Your answer must consist only of the lines from the start of the entries through the line that holds "Give the outline of every instance of the chair", copied exactly, with no pictures.

Segmentation mask data:
__________

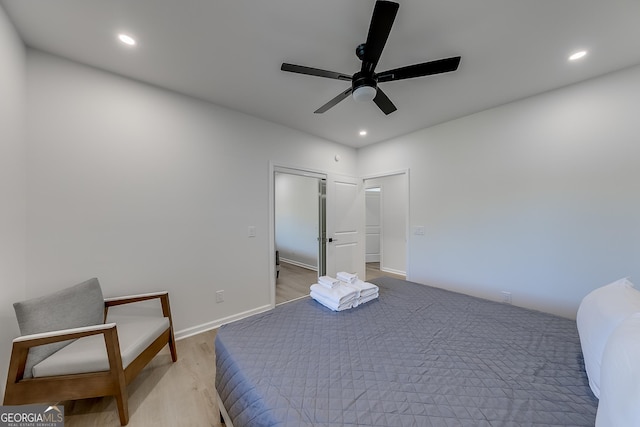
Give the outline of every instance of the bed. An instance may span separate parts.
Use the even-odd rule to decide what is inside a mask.
[[[575,321],[393,278],[332,312],[310,298],[225,325],[228,425],[593,426]]]

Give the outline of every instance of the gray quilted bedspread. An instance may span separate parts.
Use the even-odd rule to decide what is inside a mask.
[[[332,312],[305,298],[225,325],[235,427],[593,426],[575,322],[396,279]]]

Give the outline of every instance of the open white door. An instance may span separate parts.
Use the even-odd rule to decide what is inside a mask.
[[[362,180],[330,174],[327,179],[327,274],[357,273],[364,280],[364,195]]]

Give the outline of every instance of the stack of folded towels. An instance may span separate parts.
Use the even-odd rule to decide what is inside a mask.
[[[321,276],[310,290],[311,298],[333,311],[347,310],[378,298],[376,285],[344,271],[336,274],[335,279]]]

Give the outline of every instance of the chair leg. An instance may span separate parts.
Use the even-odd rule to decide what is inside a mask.
[[[169,335],[169,350],[171,350],[171,360],[178,361],[178,351],[176,350],[176,337],[173,336],[173,326],[171,327],[171,334]]]
[[[120,343],[118,342],[117,328],[109,329],[104,335],[104,343],[107,347],[107,357],[111,367],[111,381],[115,388],[114,396],[120,416],[120,424],[126,426],[129,423],[129,395],[127,394],[127,380],[124,376],[122,359],[120,357]]]
[[[169,318],[169,350],[171,350],[171,360],[178,361],[178,352],[176,351],[176,337],[173,333],[173,320],[171,319],[171,306],[169,304],[169,294],[160,297],[160,304],[162,305],[162,314],[164,317]]]
[[[127,395],[126,387],[124,390],[120,390],[120,393],[114,396],[116,398],[116,405],[118,406],[118,415],[120,416],[120,425],[126,426],[129,424],[129,396]]]

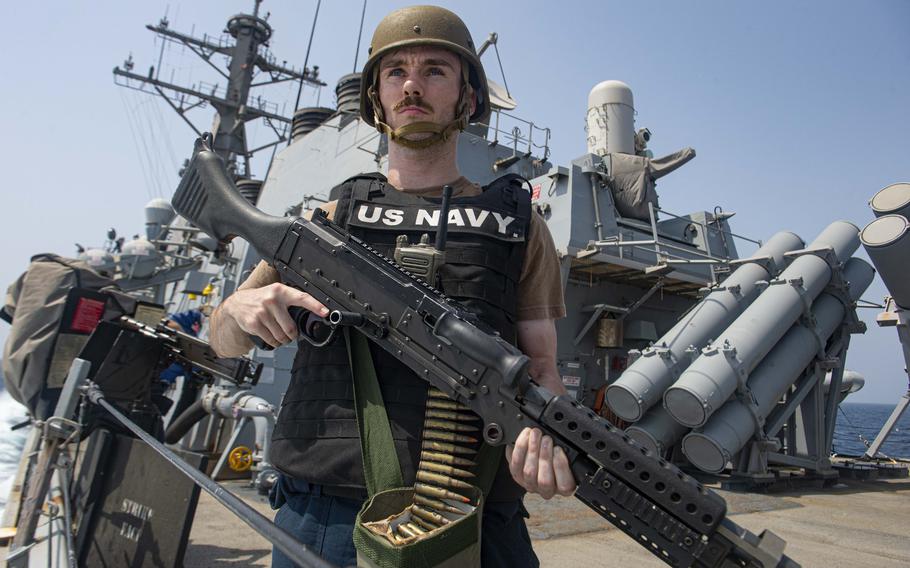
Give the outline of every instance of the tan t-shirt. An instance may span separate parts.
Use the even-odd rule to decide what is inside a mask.
[[[452,197],[471,197],[483,191],[479,185],[465,177],[460,177],[449,185],[452,186]],[[442,187],[439,186],[400,191],[421,197],[442,195]],[[334,217],[336,205],[336,201],[330,201],[321,206],[328,213],[329,219]],[[240,288],[260,288],[278,281],[278,272],[263,261]],[[556,247],[546,222],[536,212],[531,215],[525,262],[518,281],[517,315],[519,321],[559,319],[566,315]]]

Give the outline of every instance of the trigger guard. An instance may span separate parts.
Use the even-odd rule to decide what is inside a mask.
[[[325,339],[320,339],[311,334],[312,329],[316,324],[324,323],[326,327],[329,328],[329,335]],[[307,320],[304,322],[304,325],[299,327],[300,335],[307,343],[313,347],[325,347],[335,339],[335,332],[338,330],[337,326],[329,324],[325,319],[310,313],[307,317]]]

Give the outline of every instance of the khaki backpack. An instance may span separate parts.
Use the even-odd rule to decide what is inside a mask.
[[[62,388],[98,321],[131,313],[133,307],[113,280],[85,262],[33,256],[28,270],[7,289],[0,311],[12,325],[3,348],[6,390],[33,417],[46,418],[36,415],[42,393]]]

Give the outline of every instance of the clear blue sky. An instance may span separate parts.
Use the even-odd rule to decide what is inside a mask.
[[[671,211],[722,205],[737,212],[737,232],[767,238],[790,229],[811,240],[835,219],[864,226],[868,198],[910,180],[910,2],[440,3],[464,18],[478,44],[499,33],[516,114],[553,130],[555,162],[585,151],[590,88],[628,83],[656,155],[698,152],[660,183]],[[360,64],[376,22],[405,4],[369,2]],[[315,6],[264,2],[279,60],[302,64]],[[310,56],[329,83],[322,103],[353,69],[361,6],[322,3]],[[110,226],[127,236],[143,231],[142,207],[150,196],[169,196],[193,135],[162,101],[114,86],[111,69],[129,53],[138,72],[157,62],[160,44],[144,25],[165,12],[178,31],[217,35],[228,16],[251,8],[252,0],[5,7],[0,286],[32,254],[71,255],[74,242],[98,245]],[[162,78],[217,80],[178,48],[165,63]],[[502,82],[492,50],[484,63]],[[288,86],[268,97],[293,94]],[[315,102],[305,91],[303,104]],[[194,119],[207,126],[211,109]],[[267,141],[262,127],[254,137]],[[261,164],[255,173],[264,173]],[[877,281],[866,297],[884,293]],[[876,328],[874,315],[863,311],[869,331],[854,338],[848,357],[867,378],[853,400],[892,402],[906,387],[903,361],[894,330]],[[6,329],[0,324],[0,340]]]

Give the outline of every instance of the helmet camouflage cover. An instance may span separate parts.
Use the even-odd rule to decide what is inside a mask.
[[[468,122],[485,122],[490,116],[490,93],[480,58],[471,33],[461,18],[438,6],[410,6],[395,10],[379,22],[370,42],[369,59],[363,66],[360,85],[360,116],[380,131],[385,117],[378,104],[379,74],[377,68],[384,55],[412,46],[435,46],[461,57],[462,76],[474,91],[476,107],[469,117],[456,116],[459,130]],[[466,89],[463,87],[459,107],[467,114]],[[377,108],[378,107],[378,108]],[[378,124],[377,124],[378,123]]]

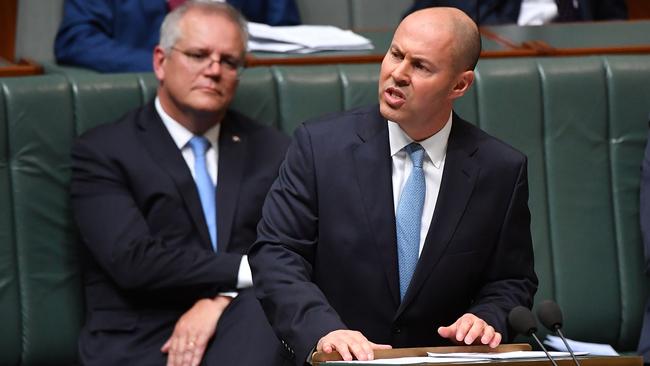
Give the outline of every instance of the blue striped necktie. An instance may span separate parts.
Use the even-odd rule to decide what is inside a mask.
[[[215,199],[215,186],[208,174],[208,165],[205,161],[205,153],[210,148],[210,142],[203,136],[194,136],[189,142],[194,154],[194,182],[199,190],[203,216],[208,224],[212,248],[217,251],[217,202]]]
[[[424,170],[422,170],[424,149],[417,143],[411,143],[405,149],[413,162],[413,170],[411,170],[411,175],[409,175],[402,189],[395,218],[397,224],[399,294],[402,300],[418,263],[422,209],[426,195],[426,182],[424,181]]]

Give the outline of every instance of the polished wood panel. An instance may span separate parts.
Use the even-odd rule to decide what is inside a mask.
[[[627,14],[630,19],[650,19],[650,1],[627,0]]]
[[[0,0],[0,57],[13,61],[16,52],[18,0]]]

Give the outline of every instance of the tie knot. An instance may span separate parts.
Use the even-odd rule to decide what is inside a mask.
[[[413,166],[417,168],[422,168],[422,160],[424,159],[424,149],[422,148],[422,145],[416,142],[412,142],[406,146],[406,151],[409,153],[409,156],[411,157]]]
[[[204,156],[210,147],[210,141],[203,136],[194,136],[189,142],[194,156]]]

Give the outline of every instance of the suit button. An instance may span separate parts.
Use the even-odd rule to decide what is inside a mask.
[[[402,329],[400,327],[393,328],[393,334],[400,334],[400,333],[402,333]]]

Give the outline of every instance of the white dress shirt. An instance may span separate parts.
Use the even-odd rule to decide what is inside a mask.
[[[167,114],[167,112],[165,112],[162,105],[160,104],[160,100],[158,99],[158,97],[156,97],[155,105],[156,105],[156,111],[158,112],[158,115],[160,115],[160,118],[162,119],[165,128],[167,128],[167,131],[169,132],[172,139],[176,143],[176,146],[178,146],[178,149],[181,151],[181,154],[183,155],[183,159],[185,159],[185,162],[187,163],[187,167],[190,168],[192,177],[195,177],[194,153],[192,153],[192,149],[188,145],[190,139],[194,137],[194,134],[190,130],[185,128],[185,126],[181,125],[180,123],[175,121],[172,117],[170,117]],[[205,137],[210,142],[210,147],[208,147],[208,151],[206,151],[205,153],[205,159],[206,159],[206,164],[208,166],[208,174],[210,175],[210,179],[212,180],[212,183],[214,183],[215,186],[217,185],[217,175],[219,172],[218,162],[219,162],[219,132],[220,131],[221,131],[221,124],[217,123],[216,125],[208,129],[203,134],[203,137]],[[219,244],[217,243],[217,245]],[[237,274],[237,288],[247,288],[247,287],[251,287],[252,285],[253,285],[253,275],[251,274],[251,268],[250,265],[248,264],[248,256],[244,255],[242,256],[242,260],[239,265],[239,272]],[[227,295],[233,295],[233,294],[228,293]]]
[[[422,169],[424,170],[426,193],[422,209],[422,224],[420,226],[419,254],[422,253],[424,241],[433,218],[433,211],[436,208],[438,193],[440,192],[440,182],[442,181],[445,156],[447,155],[447,141],[451,131],[451,116],[450,114],[447,123],[438,133],[425,140],[415,141],[422,145],[425,151]],[[411,170],[413,170],[413,162],[404,148],[414,141],[402,130],[399,124],[392,121],[388,121],[388,140],[390,141],[390,155],[393,161],[393,207],[395,208],[395,214],[397,214],[397,205],[402,189],[411,174]]]

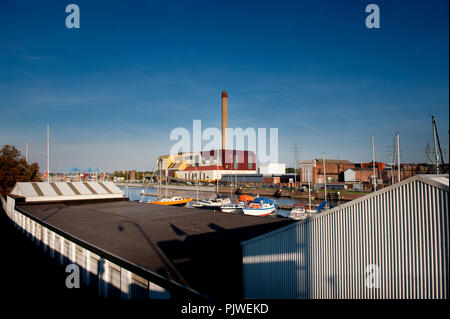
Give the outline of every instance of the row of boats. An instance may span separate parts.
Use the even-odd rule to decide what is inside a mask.
[[[158,200],[150,200],[148,203],[163,206],[186,206],[192,198],[183,198],[180,196],[167,197]],[[288,215],[285,213],[278,213],[277,203],[265,197],[252,197],[249,195],[241,195],[236,202],[231,202],[230,198],[217,196],[207,200],[197,200],[191,205],[193,208],[208,209],[215,211],[222,211],[224,213],[243,213],[251,216],[269,216],[278,215],[288,217],[295,220],[304,220],[320,210],[326,205],[326,202],[321,205],[294,205]]]

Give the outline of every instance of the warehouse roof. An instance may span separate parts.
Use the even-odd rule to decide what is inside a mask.
[[[123,192],[113,182],[20,182],[10,195],[26,202],[123,198]]]
[[[242,292],[240,242],[292,221],[124,200],[17,203],[16,209],[209,296]],[[229,295],[228,295],[229,296]]]

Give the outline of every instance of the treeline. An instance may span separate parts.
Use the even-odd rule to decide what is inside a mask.
[[[17,182],[40,182],[39,164],[28,164],[14,145],[0,149],[0,194],[6,195]]]

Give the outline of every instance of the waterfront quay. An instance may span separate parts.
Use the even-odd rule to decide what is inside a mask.
[[[141,187],[143,189],[152,188],[157,189],[159,184],[157,183],[117,183],[120,187]],[[163,185],[163,193],[165,188],[172,191],[170,194],[176,195],[177,191],[199,191],[203,193],[215,193],[219,192],[221,195],[227,194],[242,194],[242,195],[260,195],[260,196],[271,196],[271,197],[287,197],[292,199],[308,200],[308,191],[301,189],[289,189],[289,188],[277,188],[277,187],[230,187],[220,185],[218,188],[215,185],[211,186],[194,186],[194,185],[182,185],[182,184],[168,184]],[[370,191],[352,191],[352,190],[327,190],[327,200],[328,201],[351,201],[357,199],[361,196],[367,195]],[[156,194],[157,193],[152,193]],[[311,190],[311,199],[314,200],[324,200],[325,191],[322,190]]]

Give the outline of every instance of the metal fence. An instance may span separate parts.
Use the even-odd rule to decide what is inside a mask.
[[[448,177],[410,178],[242,248],[246,298],[448,298]]]

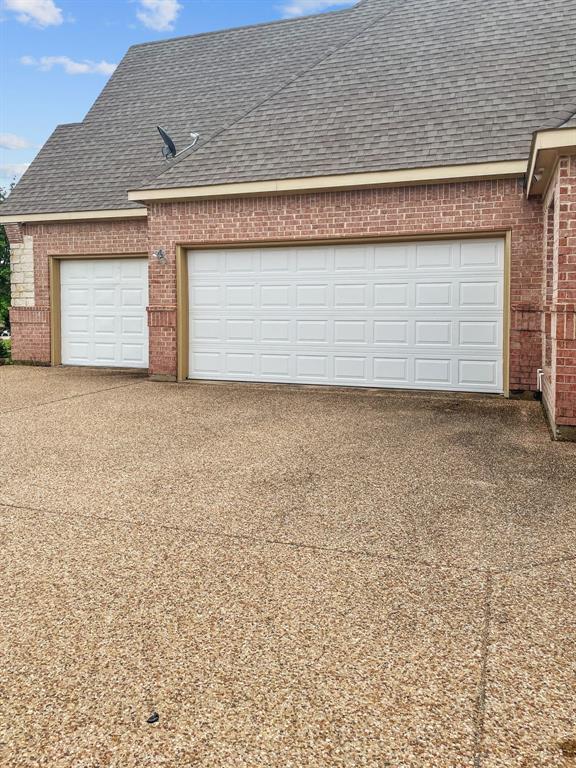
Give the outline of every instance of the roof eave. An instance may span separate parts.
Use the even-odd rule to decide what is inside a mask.
[[[202,198],[248,197],[503,179],[523,176],[526,173],[526,167],[526,160],[505,160],[465,165],[405,168],[369,173],[307,176],[266,181],[209,184],[195,187],[174,187],[171,189],[135,189],[128,192],[128,199],[139,203],[174,202]]]
[[[0,211],[2,207],[0,206]],[[112,208],[100,211],[62,211],[50,213],[7,213],[0,224],[32,224],[57,221],[93,221],[94,219],[133,219],[148,215],[146,208]]]
[[[576,128],[549,128],[536,131],[528,159],[527,197],[545,195],[558,158],[576,154]]]

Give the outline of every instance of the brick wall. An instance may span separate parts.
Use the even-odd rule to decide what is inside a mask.
[[[24,242],[24,235],[20,224],[4,224],[4,229],[10,245]]]
[[[560,158],[545,223],[548,275],[543,361],[546,410],[558,435],[576,428],[576,157]],[[570,430],[572,431],[572,430]],[[576,436],[576,435],[575,435]]]
[[[149,208],[148,224],[143,219],[27,224],[24,234],[34,237],[34,309],[46,314],[38,315],[43,318],[38,323],[14,315],[13,320],[18,320],[15,357],[49,361],[49,255],[151,253],[163,248],[167,262],[151,259],[149,264],[150,372],[170,376],[176,373],[178,244],[410,237],[510,229],[511,387],[534,389],[542,358],[542,215],[540,201],[526,200],[522,181],[507,179],[158,203]],[[42,332],[32,328],[37,325],[43,325]]]
[[[512,230],[512,389],[535,389],[541,365],[542,204],[517,179],[275,197],[158,203],[149,207],[155,305],[176,305],[175,253],[190,245]],[[175,315],[174,315],[175,317]],[[174,320],[175,322],[175,320]],[[154,371],[176,372],[175,327],[151,331]]]
[[[35,303],[10,312],[13,358],[27,362],[50,363],[49,256],[148,251],[145,219],[8,225],[6,231],[11,247],[33,242]]]

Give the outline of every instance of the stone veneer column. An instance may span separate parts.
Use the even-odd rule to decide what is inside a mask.
[[[12,307],[33,307],[34,238],[31,235],[23,235],[21,242],[10,241],[10,269]]]

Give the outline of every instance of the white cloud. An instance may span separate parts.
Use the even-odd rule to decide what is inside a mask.
[[[306,16],[309,13],[318,13],[328,8],[337,8],[343,5],[354,5],[357,0],[290,0],[280,6],[282,16],[285,19],[294,16]]]
[[[4,0],[4,8],[14,11],[23,24],[51,27],[64,21],[62,9],[55,5],[54,0]]]
[[[166,32],[174,29],[174,22],[182,6],[178,0],[140,0],[141,10],[136,13],[145,27]]]
[[[15,133],[0,133],[0,149],[28,149],[31,144],[23,136]]]
[[[116,64],[108,61],[74,61],[68,56],[42,56],[35,59],[33,56],[22,56],[21,64],[27,67],[36,67],[42,72],[48,72],[54,67],[62,67],[67,75],[111,75],[116,69]]]
[[[0,176],[6,179],[19,179],[29,165],[30,163],[6,163],[6,165],[0,165]]]

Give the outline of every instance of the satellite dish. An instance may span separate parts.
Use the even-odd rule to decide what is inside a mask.
[[[192,143],[188,144],[187,147],[184,147],[183,150],[180,152],[176,152],[176,144],[172,141],[168,133],[164,130],[164,128],[161,128],[159,125],[156,126],[158,129],[158,133],[160,136],[162,136],[162,141],[164,142],[164,146],[162,147],[162,155],[164,156],[165,160],[171,160],[173,157],[178,157],[178,155],[181,155],[183,152],[186,152],[189,149],[192,149],[192,147],[196,144],[198,139],[200,138],[199,133],[191,133],[190,138],[192,139]]]
[[[176,157],[176,144],[174,144],[164,128],[160,128],[159,125],[157,125],[156,128],[158,128],[158,133],[162,136],[162,141],[164,142],[164,146],[162,147],[164,158],[168,160],[170,157]]]

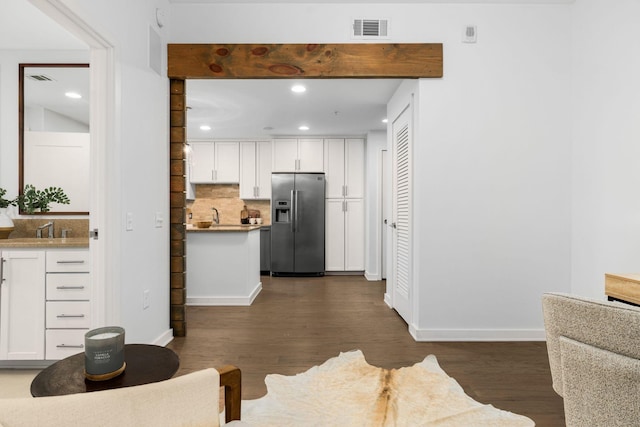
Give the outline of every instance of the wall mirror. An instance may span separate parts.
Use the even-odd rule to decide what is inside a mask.
[[[20,64],[18,103],[19,194],[60,187],[71,203],[46,214],[88,215],[89,64]]]

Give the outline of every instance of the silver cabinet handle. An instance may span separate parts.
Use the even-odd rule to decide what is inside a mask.
[[[66,290],[66,289],[84,289],[84,286],[56,286],[56,289]]]
[[[56,264],[84,264],[84,260],[62,260],[56,261]]]
[[[4,278],[4,262],[5,262],[5,259],[4,258],[0,258],[0,284],[2,284],[2,282],[5,281],[5,278]]]
[[[84,314],[58,314],[56,316],[58,319],[69,319],[69,318],[84,318]]]
[[[396,223],[395,223],[395,222],[392,222],[392,223],[391,223],[391,228],[398,228],[398,227],[396,226]]]
[[[84,344],[70,345],[70,344],[58,344],[58,348],[84,348]]]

__________

(Task answer)
Give the outline of every instance of the bed. An instance may span separate parts.
Use the even-odd rule to decide what is inside a mask.
[[[575,321],[393,278],[332,312],[310,298],[225,325],[228,425],[593,426]]]

Give the outline of every instance of the gray quilted bedspread. An instance may span separate parts.
Use the even-odd rule to decide what is inside a mask.
[[[332,312],[305,298],[225,325],[235,427],[593,426],[575,322],[396,279]]]

Give the outline of every instance of the open white door. An instance may span separate parts.
Use the even-odd rule to decide what is inside a mask.
[[[362,180],[330,174],[327,179],[327,274],[357,273],[364,280],[364,195]]]

Give the outline of every instance of the stack of folded towels. An instance may span separate parts.
Use the even-odd rule to decide what is inside a mask.
[[[321,276],[310,290],[311,298],[333,311],[347,310],[378,298],[376,285],[344,271],[336,274],[335,279]]]

Give the outline of every instance of the chair leg. An instance may span separate parts.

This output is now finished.